- **YOUR INSTRUCTIONS**
From the line with "Target: wildflower" through the line with "Target: green field", repeat the entries verbatim, both end lines included, and add nothing.
=== Begin Enclosure ===
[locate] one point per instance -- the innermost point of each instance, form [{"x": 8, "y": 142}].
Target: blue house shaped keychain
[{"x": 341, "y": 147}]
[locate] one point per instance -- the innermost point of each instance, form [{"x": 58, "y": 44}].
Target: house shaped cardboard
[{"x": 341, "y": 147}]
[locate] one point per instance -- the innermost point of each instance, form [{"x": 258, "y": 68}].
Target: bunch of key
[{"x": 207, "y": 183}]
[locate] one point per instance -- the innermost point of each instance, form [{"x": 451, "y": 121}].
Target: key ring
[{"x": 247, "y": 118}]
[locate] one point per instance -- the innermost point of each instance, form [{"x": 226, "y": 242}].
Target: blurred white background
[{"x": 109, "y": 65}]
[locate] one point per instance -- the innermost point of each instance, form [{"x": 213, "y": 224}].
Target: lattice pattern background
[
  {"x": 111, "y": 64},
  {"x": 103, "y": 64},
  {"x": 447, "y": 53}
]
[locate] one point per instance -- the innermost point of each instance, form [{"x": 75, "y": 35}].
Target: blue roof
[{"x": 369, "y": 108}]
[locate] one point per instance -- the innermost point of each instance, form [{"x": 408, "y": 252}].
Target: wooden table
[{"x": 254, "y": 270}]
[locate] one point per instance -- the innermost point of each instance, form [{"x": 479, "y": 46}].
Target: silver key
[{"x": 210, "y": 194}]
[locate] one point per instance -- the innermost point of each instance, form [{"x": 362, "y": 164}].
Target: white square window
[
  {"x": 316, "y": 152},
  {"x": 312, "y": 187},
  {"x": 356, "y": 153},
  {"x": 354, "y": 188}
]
=== End Enclosure ===
=== Begin Enclosure ===
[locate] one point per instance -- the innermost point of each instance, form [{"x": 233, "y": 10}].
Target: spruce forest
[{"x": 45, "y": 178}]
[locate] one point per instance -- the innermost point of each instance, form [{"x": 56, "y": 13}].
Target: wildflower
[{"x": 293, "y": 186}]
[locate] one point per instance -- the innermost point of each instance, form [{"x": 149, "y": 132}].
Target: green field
=== End Enclosure ===
=== Begin Enclosure ===
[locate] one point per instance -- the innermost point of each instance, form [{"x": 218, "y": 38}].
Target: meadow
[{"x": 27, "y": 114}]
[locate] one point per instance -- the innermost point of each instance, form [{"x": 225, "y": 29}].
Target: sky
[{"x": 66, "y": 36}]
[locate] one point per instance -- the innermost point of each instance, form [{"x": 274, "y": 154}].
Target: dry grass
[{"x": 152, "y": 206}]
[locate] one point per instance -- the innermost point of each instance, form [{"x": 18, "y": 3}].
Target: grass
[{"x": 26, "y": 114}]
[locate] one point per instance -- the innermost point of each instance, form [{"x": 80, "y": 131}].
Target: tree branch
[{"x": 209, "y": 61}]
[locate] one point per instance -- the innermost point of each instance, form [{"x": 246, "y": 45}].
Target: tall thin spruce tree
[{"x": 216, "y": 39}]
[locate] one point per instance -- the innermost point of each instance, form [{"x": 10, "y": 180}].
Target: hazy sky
=== End Enclosure ===
- **TASK SOLUTION**
Target: wildflower
[{"x": 293, "y": 186}]
[locate] one point per instance -- the innermost point of each instance, form [{"x": 149, "y": 132}].
Target: green field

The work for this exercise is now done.